* **Текст документа**

▼▼▼

Итак. Первая часть повести «Далекие годы» впервые была опубликована в журнале «Новый мир» в конце 1945 года. Отдельной книгой вышла в издательстве «Детская литература» в конце 1946 года. Из этого издания были исключены две главы: «Плеврит» и «Браво, Уточкин» — о первых полетах одесского авиатора Уточкина. Главу «Плеврит» со временем восстановили, глава же «Браво, Уточкин» была потеряна и восстановить ее не удалось. Предполагаемое же издание в издательстве «Молодая гвардия» не состоялось, так как редакционный совет издательства принял решение рассыпать уже сделанный набор книги по причине того, что: «В книге слишком много либерального благодушия и мало революционного гнева». Официальная критика встретила «Далекие годы» сдержанно. Считалось неуместным для советского писателя в это время писать воспоминания о детстве и, тем более, о классической гимназии.
Так о чем же эта повесть, над которой Паустовский работал в военные годы? Она о детстве и юности писателя, о его семье, и начинается с глав, посвященных украинским корням его рода.
«Универсал» и печать, — писал Паустовский, — остались у нас в семье от гетмана Сагайдачного, нашего отдаленного предка. Отец посмеивался над своим «гетманским происхождением» и любил говорить, что наши деды и прадеды пахали землю и были самыми обыкновенными терпеливыми хлеборобами, хотя и считались потомками запорожских казаков.

▲▲▲

* **Исходные записи**
▼▼▼

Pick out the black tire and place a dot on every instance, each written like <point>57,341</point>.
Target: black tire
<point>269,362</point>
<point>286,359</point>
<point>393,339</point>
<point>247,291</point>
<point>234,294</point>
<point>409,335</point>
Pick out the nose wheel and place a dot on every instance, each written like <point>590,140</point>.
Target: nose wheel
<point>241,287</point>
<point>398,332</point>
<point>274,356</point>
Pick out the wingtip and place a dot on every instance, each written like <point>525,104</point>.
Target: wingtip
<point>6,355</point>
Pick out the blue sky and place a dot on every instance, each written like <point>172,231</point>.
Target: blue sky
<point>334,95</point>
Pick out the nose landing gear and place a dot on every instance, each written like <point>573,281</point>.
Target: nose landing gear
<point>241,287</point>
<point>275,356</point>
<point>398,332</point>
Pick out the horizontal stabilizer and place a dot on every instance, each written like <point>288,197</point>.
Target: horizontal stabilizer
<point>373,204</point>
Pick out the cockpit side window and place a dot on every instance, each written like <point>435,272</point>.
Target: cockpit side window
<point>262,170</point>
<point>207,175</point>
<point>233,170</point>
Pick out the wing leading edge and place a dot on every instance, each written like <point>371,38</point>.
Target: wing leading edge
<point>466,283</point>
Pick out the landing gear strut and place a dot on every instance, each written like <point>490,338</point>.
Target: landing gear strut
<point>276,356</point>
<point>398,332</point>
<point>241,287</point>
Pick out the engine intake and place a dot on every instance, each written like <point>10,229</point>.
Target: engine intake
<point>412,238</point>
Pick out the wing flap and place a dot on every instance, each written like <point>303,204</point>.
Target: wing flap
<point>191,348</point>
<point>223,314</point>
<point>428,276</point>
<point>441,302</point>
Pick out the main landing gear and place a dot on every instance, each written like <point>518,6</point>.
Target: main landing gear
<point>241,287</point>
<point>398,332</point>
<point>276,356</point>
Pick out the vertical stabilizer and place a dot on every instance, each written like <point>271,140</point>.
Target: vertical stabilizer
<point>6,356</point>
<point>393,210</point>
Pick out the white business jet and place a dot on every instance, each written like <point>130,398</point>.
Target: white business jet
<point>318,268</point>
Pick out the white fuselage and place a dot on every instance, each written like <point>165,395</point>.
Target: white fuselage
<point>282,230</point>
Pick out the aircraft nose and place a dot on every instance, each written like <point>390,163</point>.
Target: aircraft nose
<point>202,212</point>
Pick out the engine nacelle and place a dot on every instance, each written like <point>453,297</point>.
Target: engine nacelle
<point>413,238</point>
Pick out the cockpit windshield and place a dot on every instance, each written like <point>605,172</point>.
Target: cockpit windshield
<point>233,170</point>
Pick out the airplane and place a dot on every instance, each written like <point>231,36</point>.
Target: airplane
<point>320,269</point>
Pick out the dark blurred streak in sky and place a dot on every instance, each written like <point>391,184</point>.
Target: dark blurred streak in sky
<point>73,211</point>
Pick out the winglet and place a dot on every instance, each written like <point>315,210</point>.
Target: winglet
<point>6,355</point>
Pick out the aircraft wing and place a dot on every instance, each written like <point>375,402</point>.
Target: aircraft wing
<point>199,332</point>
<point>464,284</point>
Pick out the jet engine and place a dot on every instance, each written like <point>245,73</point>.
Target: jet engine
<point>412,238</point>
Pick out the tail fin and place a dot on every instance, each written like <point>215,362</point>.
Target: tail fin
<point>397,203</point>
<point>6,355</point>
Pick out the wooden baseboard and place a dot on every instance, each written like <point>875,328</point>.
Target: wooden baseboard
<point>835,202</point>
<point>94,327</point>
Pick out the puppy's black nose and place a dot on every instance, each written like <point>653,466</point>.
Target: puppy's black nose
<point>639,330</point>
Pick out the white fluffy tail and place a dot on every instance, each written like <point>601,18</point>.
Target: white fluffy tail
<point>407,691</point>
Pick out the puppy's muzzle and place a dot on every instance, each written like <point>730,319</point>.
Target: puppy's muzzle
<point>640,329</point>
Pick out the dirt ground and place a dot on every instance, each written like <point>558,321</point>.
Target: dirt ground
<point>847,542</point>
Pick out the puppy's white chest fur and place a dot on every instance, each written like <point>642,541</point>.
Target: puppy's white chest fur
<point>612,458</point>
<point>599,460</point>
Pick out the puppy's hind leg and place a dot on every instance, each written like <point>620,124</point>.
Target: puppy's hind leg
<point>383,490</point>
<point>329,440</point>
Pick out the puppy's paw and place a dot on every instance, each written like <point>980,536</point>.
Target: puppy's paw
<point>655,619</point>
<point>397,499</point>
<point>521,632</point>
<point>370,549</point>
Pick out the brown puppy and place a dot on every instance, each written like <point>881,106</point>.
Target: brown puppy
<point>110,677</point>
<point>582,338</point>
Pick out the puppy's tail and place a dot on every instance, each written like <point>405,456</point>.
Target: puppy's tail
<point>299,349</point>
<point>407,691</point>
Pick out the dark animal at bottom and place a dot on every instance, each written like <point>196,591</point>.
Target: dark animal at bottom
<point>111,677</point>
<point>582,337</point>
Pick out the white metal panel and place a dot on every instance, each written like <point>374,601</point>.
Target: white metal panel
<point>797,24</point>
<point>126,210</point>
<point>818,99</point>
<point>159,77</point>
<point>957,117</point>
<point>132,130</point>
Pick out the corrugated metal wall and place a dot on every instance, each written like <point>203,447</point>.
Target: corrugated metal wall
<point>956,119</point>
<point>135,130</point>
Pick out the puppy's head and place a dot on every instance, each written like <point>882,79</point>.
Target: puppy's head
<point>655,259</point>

▲▲▲
▼▼▼

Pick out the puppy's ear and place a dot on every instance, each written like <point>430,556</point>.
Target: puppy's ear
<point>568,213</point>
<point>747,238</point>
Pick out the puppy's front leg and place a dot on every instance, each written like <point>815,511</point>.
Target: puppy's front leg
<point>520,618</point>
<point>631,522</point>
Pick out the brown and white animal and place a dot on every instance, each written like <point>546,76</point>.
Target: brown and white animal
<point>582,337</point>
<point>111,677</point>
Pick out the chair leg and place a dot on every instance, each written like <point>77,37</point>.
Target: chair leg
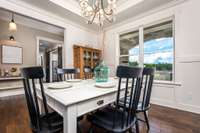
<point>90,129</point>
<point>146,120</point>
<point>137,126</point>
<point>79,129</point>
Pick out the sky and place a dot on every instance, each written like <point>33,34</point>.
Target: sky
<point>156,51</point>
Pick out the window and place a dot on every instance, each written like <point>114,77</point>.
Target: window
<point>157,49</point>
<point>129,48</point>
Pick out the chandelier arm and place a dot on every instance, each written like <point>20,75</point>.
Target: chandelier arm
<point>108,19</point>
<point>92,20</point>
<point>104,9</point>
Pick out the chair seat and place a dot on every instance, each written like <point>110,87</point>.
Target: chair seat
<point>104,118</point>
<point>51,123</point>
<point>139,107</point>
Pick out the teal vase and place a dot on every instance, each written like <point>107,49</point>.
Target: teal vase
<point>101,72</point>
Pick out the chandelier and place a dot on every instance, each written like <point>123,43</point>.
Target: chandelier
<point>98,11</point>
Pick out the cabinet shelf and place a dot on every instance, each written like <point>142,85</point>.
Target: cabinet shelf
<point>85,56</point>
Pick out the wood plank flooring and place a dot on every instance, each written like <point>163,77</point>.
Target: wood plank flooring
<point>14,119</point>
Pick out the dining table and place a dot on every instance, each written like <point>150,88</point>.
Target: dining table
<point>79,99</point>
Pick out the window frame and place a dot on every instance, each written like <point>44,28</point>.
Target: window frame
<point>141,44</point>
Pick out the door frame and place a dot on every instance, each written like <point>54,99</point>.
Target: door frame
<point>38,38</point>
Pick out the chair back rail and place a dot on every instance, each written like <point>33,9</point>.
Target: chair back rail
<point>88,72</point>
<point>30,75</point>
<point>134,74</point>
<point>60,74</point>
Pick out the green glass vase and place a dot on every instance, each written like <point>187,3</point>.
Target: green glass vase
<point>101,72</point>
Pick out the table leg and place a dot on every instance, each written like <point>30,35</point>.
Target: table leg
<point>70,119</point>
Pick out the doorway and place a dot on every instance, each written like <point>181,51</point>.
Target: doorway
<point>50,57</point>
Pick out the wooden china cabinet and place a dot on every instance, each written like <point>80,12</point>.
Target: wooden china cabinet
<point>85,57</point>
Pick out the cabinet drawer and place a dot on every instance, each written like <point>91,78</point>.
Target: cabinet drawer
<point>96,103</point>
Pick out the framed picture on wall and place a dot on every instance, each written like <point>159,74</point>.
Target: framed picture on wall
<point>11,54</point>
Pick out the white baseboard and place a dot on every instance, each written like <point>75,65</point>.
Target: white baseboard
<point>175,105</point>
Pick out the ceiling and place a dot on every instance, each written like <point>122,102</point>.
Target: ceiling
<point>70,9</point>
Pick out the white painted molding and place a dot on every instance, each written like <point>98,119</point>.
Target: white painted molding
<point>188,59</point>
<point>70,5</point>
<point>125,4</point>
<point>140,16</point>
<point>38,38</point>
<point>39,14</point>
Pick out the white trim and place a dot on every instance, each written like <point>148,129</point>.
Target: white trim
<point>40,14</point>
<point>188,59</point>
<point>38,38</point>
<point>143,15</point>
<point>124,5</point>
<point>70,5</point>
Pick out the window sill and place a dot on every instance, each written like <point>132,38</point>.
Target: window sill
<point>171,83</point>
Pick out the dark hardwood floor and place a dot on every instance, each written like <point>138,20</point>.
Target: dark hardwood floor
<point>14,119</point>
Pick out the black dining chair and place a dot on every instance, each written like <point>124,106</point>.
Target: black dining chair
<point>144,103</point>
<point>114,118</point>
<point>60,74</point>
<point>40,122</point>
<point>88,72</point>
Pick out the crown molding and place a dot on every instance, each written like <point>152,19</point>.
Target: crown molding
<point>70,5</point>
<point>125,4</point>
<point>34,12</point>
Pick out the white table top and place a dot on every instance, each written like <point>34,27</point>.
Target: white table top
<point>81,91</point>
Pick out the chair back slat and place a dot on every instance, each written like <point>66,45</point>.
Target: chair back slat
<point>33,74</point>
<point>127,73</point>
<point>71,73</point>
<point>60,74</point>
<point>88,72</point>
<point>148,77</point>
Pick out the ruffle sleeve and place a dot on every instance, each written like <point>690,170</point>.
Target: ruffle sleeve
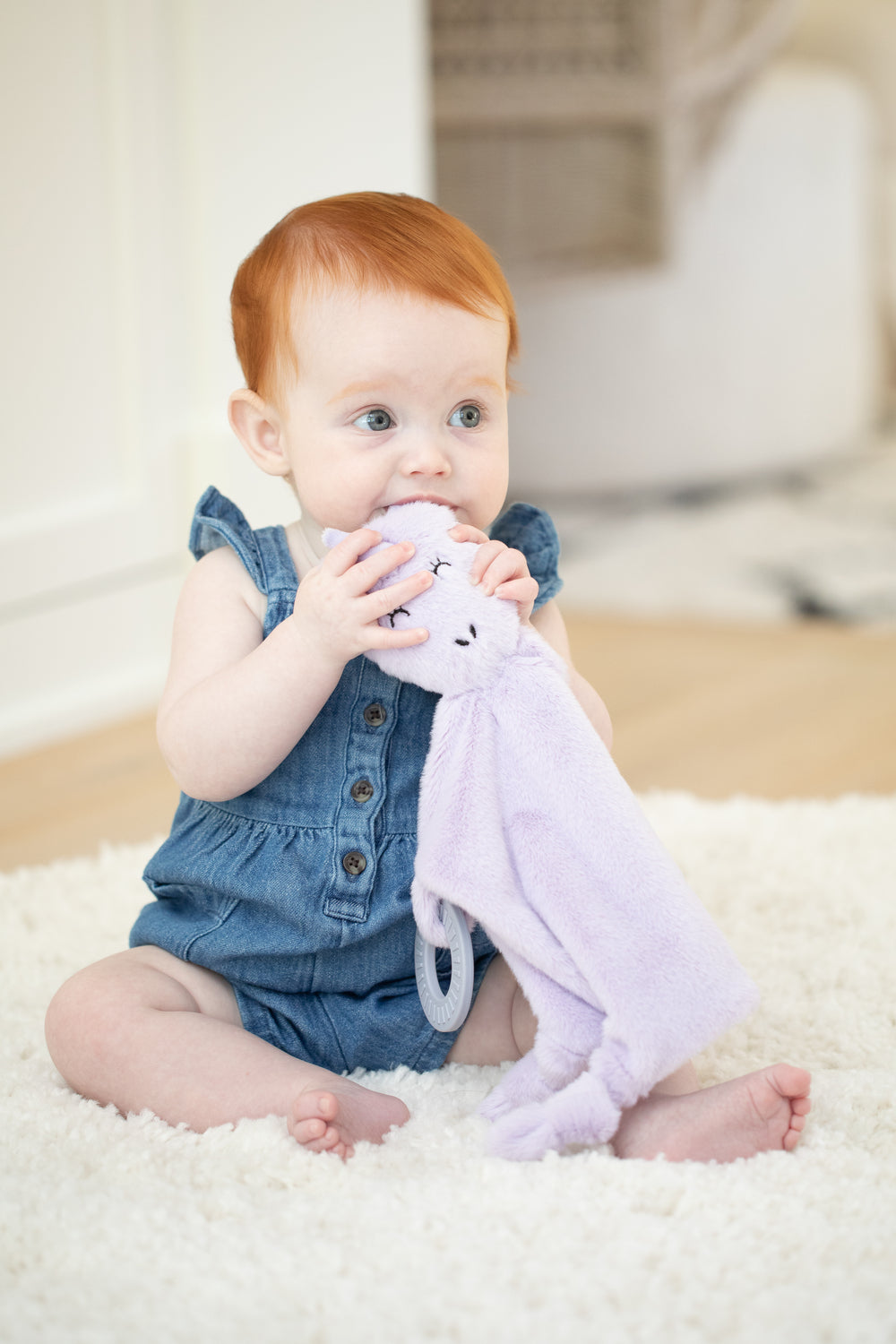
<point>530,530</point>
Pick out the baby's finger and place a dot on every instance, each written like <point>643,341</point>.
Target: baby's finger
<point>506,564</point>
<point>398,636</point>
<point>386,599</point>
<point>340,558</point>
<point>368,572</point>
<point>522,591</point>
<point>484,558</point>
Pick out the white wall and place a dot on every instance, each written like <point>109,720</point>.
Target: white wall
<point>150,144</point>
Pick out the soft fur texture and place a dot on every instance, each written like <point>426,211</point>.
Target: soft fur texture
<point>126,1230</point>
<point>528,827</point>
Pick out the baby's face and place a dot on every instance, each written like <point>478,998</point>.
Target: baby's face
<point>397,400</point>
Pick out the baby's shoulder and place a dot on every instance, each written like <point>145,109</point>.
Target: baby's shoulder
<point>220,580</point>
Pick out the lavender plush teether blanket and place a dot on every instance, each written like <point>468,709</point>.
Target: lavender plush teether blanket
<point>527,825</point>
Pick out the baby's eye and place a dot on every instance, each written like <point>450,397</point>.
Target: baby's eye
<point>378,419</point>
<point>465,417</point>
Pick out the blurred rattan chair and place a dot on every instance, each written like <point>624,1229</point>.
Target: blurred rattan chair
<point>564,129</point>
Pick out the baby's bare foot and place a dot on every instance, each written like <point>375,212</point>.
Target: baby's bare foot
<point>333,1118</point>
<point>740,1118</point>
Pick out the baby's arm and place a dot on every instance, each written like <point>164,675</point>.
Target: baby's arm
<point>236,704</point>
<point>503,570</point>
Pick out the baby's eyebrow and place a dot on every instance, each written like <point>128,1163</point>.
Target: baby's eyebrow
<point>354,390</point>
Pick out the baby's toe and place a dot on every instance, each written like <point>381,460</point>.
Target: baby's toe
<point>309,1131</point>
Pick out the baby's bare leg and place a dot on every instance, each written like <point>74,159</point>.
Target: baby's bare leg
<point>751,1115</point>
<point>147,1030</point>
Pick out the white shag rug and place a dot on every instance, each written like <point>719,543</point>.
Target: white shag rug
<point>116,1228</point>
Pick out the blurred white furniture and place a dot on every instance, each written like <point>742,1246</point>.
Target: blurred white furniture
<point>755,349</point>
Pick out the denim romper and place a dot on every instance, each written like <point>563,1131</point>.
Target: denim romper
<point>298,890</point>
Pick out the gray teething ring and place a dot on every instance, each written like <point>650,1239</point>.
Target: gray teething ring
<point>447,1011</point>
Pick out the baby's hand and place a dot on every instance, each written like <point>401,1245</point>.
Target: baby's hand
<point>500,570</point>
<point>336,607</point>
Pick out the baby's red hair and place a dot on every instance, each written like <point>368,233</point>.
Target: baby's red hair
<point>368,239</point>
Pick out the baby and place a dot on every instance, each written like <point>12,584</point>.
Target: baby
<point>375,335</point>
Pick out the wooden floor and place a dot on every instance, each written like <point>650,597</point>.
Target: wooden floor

▲▲▲
▼▼▼

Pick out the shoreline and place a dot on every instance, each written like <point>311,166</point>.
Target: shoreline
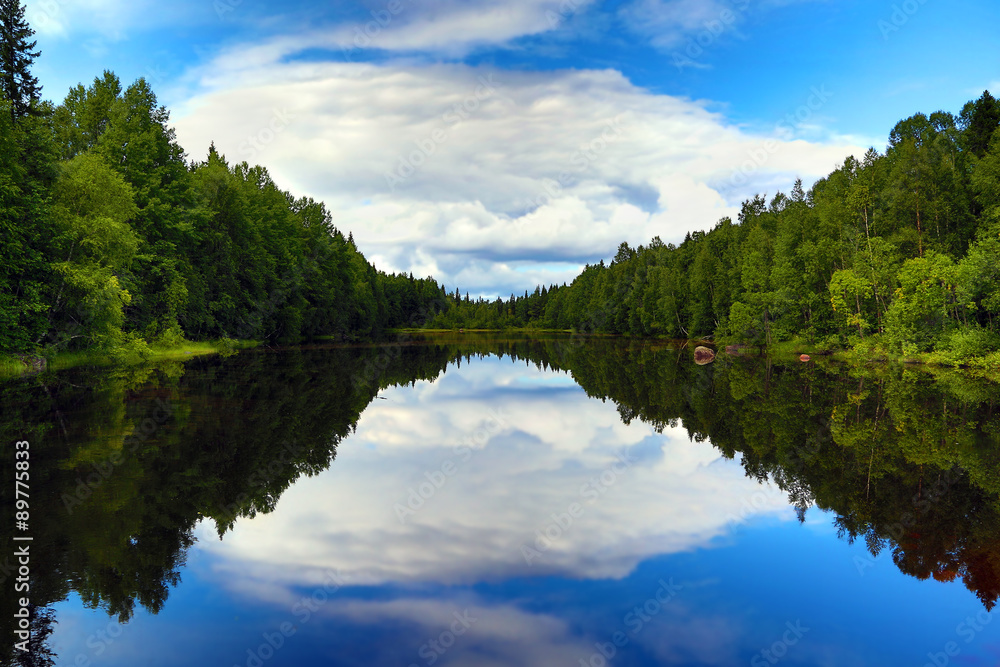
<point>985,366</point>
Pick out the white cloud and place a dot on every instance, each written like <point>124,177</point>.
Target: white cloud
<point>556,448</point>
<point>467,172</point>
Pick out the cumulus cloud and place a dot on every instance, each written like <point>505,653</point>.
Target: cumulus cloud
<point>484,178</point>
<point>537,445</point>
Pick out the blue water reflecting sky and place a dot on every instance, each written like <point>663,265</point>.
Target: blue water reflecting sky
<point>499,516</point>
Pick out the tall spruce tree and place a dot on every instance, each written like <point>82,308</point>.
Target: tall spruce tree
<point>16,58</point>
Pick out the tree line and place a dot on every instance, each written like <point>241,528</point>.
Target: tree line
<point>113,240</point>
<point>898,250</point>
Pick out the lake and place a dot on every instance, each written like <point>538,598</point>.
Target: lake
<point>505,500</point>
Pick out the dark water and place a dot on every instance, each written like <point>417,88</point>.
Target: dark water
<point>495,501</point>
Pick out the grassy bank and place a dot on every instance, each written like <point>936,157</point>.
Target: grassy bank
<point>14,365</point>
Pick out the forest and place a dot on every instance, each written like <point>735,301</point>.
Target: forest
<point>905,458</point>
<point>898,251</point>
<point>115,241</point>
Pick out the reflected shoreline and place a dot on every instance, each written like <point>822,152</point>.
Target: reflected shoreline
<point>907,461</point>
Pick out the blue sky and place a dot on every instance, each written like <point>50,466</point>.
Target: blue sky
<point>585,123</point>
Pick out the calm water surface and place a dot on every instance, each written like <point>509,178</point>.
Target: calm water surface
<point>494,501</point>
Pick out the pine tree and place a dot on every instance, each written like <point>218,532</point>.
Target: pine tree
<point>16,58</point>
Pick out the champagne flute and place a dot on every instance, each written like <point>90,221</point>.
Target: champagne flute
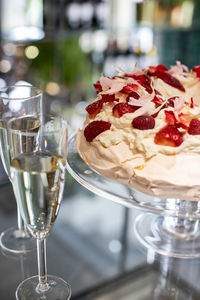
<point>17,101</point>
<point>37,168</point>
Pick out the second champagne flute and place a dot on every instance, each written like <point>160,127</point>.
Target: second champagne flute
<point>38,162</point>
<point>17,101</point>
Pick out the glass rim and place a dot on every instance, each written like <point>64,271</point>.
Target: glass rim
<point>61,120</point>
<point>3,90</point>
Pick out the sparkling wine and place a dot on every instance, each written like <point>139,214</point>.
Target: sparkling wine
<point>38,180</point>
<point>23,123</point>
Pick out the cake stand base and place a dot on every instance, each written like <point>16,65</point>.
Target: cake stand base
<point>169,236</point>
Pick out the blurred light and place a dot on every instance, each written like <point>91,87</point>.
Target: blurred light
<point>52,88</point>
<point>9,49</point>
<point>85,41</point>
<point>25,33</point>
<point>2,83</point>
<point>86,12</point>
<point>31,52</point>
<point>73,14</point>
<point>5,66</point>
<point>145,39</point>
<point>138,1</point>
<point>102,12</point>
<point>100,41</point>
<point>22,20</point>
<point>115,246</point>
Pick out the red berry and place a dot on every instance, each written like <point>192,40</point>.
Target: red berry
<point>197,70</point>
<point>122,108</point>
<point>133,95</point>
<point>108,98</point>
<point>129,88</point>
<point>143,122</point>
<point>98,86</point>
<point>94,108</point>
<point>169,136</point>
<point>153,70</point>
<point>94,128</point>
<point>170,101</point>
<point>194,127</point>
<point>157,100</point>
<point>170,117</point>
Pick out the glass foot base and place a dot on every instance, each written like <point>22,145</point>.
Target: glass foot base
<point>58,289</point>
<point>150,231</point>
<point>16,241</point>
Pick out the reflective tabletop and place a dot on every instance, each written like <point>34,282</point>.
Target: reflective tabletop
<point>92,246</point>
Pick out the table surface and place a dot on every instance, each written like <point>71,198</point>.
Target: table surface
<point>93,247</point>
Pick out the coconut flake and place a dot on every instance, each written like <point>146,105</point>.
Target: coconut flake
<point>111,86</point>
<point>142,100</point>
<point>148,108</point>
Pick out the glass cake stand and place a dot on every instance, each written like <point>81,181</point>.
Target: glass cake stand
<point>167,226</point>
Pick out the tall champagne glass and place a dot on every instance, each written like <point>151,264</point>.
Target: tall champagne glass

▲▲▲

* **Что сделать**
a – Назовите все журналы и издательства, которые упоминаются в тексте о повести «Далекие годы».
b – Допишите следующий фрагмент текста о повести «Далекие годы».

* **Ответы по порядку**
a – «Новый мир», «Детская литература», «Молодая гвардия»

b –
Когда Запорожская Сечь при Екатерине Второй была разогнана, часть
казаков поселили по берегам реки Рось, около Белой Церкви…
… С годами запорожская буйность потускнела. Во времена моего детства она сказывалась только в многолетних и разорительных тяжбах с графиней Браницкой из-за каждого клочка земли, в упорном браконьерстве и казачьих песнях-думках. Их пел нам, своим внучатам, дед мой Максим Григорьевич…
…Дед, сидя около шалаша, среди желтых цветов тыквы, напевал дребезжащим тенорком казачьи думки и чумацкие песни или рассказывал всяческие истории.
Я любил чумацкие песни за их заунывность. Такие песни можно было петь
часами под скрип колес, валяясь на возу и глядя в небо. Казацкие же песни
всегда вызывали непонятную грусть. Они казались мне то плачем невольников,
закованных в турецкие цепи-кайданы, то широким походным напевом под топот лошадиных копыт.
Чего только не пел дед! Чаще всего он пел любимую нашу песню:
Засвистали козаченьки
В поход с полуночи.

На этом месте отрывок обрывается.